[Data Boundary: Start]

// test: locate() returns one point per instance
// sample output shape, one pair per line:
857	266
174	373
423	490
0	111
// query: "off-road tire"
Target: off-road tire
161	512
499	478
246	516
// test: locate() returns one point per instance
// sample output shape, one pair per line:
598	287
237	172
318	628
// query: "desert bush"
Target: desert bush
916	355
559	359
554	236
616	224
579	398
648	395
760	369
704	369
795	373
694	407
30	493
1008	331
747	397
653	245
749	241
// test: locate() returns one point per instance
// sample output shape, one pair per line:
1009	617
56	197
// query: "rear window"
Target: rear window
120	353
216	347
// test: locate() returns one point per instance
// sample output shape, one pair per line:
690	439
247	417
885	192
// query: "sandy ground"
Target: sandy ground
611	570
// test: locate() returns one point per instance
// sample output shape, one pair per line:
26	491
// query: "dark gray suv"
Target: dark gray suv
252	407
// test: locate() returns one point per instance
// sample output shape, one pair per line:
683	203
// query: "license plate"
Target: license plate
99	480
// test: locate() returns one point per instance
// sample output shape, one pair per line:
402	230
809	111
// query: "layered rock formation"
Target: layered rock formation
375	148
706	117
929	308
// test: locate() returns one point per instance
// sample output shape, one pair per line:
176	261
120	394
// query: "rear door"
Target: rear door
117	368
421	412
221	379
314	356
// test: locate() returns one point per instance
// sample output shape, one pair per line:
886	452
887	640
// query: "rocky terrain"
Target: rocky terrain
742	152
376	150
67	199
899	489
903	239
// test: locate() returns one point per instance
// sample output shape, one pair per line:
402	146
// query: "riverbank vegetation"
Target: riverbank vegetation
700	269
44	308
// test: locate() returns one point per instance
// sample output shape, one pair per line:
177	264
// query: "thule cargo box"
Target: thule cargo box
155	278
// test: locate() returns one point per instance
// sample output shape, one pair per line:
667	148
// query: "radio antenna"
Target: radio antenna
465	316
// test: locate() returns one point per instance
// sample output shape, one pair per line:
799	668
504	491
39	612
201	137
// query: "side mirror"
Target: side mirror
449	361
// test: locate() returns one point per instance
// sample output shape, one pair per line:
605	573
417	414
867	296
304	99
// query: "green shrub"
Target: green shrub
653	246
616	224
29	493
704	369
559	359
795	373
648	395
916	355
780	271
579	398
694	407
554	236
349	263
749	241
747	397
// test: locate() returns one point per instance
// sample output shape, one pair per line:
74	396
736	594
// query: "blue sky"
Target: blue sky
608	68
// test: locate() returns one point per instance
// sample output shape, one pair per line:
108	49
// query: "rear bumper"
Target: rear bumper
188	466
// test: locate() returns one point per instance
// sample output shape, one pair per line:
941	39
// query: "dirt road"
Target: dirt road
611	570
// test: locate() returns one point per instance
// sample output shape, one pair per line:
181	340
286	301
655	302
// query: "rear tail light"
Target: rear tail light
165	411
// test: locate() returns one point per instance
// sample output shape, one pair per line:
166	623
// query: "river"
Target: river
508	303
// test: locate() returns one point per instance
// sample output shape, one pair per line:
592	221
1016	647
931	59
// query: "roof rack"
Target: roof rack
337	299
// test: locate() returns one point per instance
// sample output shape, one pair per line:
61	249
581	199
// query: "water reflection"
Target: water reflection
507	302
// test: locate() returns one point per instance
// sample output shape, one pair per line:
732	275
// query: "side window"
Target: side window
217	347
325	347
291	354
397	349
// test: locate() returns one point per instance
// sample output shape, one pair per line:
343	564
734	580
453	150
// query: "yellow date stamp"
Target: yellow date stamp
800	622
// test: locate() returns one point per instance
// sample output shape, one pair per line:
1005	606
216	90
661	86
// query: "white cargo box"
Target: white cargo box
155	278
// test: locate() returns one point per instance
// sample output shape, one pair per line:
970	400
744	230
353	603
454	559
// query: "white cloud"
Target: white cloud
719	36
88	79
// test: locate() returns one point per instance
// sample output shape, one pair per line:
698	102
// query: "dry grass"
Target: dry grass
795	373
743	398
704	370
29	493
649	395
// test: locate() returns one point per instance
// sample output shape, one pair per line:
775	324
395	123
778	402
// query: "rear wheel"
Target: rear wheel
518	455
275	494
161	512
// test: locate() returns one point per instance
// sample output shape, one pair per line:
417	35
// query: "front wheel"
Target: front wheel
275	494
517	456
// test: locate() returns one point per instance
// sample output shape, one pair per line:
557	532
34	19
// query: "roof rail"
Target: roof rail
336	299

[Data Boundary: End]

Task objective -
All of the records above are to be set down again exactly.

Written answer -
// test: locate() returns one point per instance
// sample output shape, one pair per line:
857	266
174	373
423	490
0	111
// query: "off-road tire"
Target: off-road tire
161	512
499	478
246	516
// test: locate() returns one point per instance
// sample output shape, one pair per line:
598	287
237	172
318	628
// query: "desert bush"
Target: desert bush
916	355
559	359
554	236
616	224
579	398
648	395
760	369
704	369
795	373
694	407
30	493
1008	331
747	397
653	245
749	241
// test: locate() returns one point per instance
// sample output shape, one pair per line:
1009	617
56	197
// query: "rear window"
Target: rear window
120	353
216	347
// test: locate() returns one point per instance
// sample output shape, one pair per line:
690	439
247	417
885	192
// query: "sandy ground"
Target: sandy ground
611	570
// test: locate() returns one point per instance
// sample output shape, one pair per line:
26	491
// query: "dark gray suv"
Target: dark gray suv
252	407
// test: locate() returns one point per instance
// sample output shape, one pair per line:
683	203
// query: "license plate"
Target: license plate
99	480
// test: locate() returns one point per instance
// sample output shape, one pair per line:
402	230
809	111
// query: "layered rock formation"
Target: layered rock formation
375	148
706	117
929	308
// test: locate() returns one point per instance
// sample output shape, one pair per line:
176	261
120	394
// query: "rear door"
Target: rear door
117	368
421	412
221	379
314	356
// test: locate() returns one point per instance
// sample output shape, one pair per line:
886	452
887	640
// query: "rocky terrain"
Target: rocky terrain
742	152
376	150
67	199
899	489
903	239
// test: locate() returns one point per instance
// sample output shape, one pair per line:
402	146
// query: "riverbank vegetation"
Target: riverbank vegetation
700	269
44	308
// test: locate() returns one point per instance
// sample output shape, one pair per line:
177	264
// query: "thule cargo box"
Target: thule cargo box
155	278
// test: locate() returns one point per instance
// sample output shape, one pair per line:
667	148
// query: "radio antenna"
Target: radio antenna
465	316
// test: locate() returns one point per instance
// sample output shape, one pair per line:
799	668
504	491
39	612
201	137
// query: "side mirror"
Target: side mirror
449	361
// test: locate() returns one point per instance
// sample output shape, one pair per line:
605	573
417	414
867	296
304	99
// query: "green shrub"
Target: green shrub
653	246
616	224
29	493
704	369
559	359
795	373
648	395
916	355
780	271
579	398
694	407
554	236
349	263
749	241
747	397
// test: locate() returns one point per instance
// sample output shape, one pair per line:
74	396
736	594
// query: "blue sky"
Target: blue sky
608	68
// test: locate() returns one point per instance
// sample output shape, one pair per line:
108	49
// query: "rear bumper"
Target: rear bumper
188	466
// test: locate() returns one point per instance
// sample output shape, one pair per line:
941	39
// query: "dirt road"
Target: dirt road
611	570
// test: locate() returns one point per instance
// sample output shape, one pair per line:
181	340
286	301
655	302
// query: "rear tail light"
Target: rear tail light
165	411
// test: locate() returns one point per instance
// sample output shape, one pair per line:
166	623
// query: "river"
Target: river
508	303
// test: locate() returns one point per instance
// sample output shape, one pair per line:
592	221
1016	647
931	59
// query: "roof rack"
Target: roof rack
337	299
// test: locate() returns one point per instance
// sample output shape, one pair per line:
61	249
581	199
// query: "water reflection"
Target: water reflection
507	302
// test: locate() returns one point per instance
// sample output shape, one pair per line:
732	275
// query: "side window"
Target: side window
217	347
325	347
291	354
397	349
// test: locate() returns one point per instance
// sample output shape, one pair per line:
343	564
734	580
453	150
// query: "yellow date stamp"
Target: yellow date stamp
800	622
// test: locate() returns one point per instance
// sample output shape, one pair per line:
1005	606
216	90
661	86
// query: "white cargo box"
Target: white cargo box
155	278
// test: locate() returns one point per instance
// sample output shape, one pair per line:
970	400
744	230
353	603
454	559
// query: "white cloud"
Target: white cloud
719	36
88	79
// test: locate() returns one point per instance
// sample output shape, one pair per line:
698	102
// query: "dry grass"
Target: dry grass
795	373
743	398
704	370
29	493
649	395
// test: locate() returns one point per instance
// sample output shape, one pair per line:
775	324
395	123
778	402
// query: "rear wheel"
Target: rear wheel
518	455
275	494
161	512
// test: locate() returns one point per instance
// sample output shape, one pair per line:
417	35
// query: "front wheel"
Target: front wheel
275	494
517	456
// test: locate() returns one point per instance
// sample output shape, one pair per line:
557	532
34	19
// query: "roof rail"
Target: roof rail
336	299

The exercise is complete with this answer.